### [PROBLEM REQUIREMENTS]
A single number is the answer here: the count of lines in the records below in which the word "leafy" appears.

(Records from a dataset)
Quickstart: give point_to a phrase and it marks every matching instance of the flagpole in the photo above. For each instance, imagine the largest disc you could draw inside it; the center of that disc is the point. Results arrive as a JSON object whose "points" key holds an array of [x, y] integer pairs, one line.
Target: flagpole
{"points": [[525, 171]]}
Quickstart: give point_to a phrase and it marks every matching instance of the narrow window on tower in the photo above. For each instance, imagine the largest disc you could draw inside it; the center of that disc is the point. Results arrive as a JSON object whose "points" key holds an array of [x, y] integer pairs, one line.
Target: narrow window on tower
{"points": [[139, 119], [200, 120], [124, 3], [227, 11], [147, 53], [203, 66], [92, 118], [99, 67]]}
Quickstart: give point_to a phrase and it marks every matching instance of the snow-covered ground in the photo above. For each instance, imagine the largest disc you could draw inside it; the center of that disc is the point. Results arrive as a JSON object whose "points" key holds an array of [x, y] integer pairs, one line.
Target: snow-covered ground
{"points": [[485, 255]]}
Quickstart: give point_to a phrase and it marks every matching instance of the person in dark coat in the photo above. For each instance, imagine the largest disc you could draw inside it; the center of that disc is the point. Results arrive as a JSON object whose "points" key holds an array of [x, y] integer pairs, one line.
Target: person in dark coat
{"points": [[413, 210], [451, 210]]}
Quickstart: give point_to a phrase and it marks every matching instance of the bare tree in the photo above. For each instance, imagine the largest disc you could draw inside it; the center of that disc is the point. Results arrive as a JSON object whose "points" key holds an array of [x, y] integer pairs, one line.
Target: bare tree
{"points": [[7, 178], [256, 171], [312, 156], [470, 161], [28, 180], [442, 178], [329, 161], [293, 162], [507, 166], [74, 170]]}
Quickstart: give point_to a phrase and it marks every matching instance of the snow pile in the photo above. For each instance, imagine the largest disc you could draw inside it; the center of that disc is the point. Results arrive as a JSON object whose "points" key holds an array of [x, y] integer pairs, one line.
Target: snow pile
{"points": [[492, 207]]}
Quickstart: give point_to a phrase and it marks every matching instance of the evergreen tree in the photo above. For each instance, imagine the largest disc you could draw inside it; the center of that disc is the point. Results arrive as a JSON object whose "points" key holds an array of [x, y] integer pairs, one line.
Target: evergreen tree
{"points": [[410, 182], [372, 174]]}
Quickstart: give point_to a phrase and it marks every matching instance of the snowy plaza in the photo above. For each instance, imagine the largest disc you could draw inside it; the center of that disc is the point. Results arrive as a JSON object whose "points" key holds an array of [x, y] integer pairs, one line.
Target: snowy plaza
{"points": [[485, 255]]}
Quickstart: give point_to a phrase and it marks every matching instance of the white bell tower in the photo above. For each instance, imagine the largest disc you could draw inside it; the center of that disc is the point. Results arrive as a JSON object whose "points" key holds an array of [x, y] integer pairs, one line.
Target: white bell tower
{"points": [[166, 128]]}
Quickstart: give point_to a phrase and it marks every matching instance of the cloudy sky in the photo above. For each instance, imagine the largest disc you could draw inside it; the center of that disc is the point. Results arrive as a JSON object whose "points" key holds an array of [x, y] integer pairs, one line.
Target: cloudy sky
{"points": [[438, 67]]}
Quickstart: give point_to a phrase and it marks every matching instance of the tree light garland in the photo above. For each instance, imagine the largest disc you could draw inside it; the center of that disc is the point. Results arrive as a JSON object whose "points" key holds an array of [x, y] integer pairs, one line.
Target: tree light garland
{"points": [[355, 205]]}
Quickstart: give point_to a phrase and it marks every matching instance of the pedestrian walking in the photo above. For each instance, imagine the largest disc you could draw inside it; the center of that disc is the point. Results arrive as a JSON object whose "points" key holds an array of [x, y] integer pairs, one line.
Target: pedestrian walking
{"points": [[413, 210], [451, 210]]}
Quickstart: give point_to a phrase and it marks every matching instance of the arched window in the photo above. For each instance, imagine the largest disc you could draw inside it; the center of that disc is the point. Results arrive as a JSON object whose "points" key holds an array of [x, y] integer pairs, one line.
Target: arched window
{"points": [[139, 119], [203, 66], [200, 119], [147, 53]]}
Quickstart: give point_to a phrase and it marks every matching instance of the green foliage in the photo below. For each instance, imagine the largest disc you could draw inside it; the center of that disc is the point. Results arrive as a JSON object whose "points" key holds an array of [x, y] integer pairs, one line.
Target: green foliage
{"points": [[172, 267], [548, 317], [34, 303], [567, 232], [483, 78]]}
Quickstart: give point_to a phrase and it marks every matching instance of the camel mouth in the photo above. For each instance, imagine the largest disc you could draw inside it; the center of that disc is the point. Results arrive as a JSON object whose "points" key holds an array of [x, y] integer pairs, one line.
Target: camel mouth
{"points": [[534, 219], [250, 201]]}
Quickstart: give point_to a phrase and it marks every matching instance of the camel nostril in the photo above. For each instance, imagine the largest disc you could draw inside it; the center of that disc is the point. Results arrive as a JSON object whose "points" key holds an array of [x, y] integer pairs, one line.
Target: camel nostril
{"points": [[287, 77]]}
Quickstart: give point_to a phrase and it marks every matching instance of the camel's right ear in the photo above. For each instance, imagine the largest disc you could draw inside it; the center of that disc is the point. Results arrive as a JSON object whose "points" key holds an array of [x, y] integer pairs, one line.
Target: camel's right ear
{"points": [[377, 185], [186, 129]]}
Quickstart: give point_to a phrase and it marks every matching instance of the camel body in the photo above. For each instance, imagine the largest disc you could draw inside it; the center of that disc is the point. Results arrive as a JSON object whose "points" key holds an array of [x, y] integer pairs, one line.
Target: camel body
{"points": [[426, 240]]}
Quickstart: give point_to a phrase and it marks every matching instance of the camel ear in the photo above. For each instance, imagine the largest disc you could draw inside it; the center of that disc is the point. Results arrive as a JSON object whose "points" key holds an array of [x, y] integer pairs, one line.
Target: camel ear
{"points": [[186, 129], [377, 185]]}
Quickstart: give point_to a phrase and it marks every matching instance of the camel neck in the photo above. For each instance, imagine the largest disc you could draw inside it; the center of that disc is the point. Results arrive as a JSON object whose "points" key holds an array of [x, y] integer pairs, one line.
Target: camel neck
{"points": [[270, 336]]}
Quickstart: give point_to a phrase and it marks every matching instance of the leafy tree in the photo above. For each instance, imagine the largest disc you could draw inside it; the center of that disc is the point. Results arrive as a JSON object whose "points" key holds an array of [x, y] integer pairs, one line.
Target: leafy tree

### [REPLY TO THE EXERCISE]
2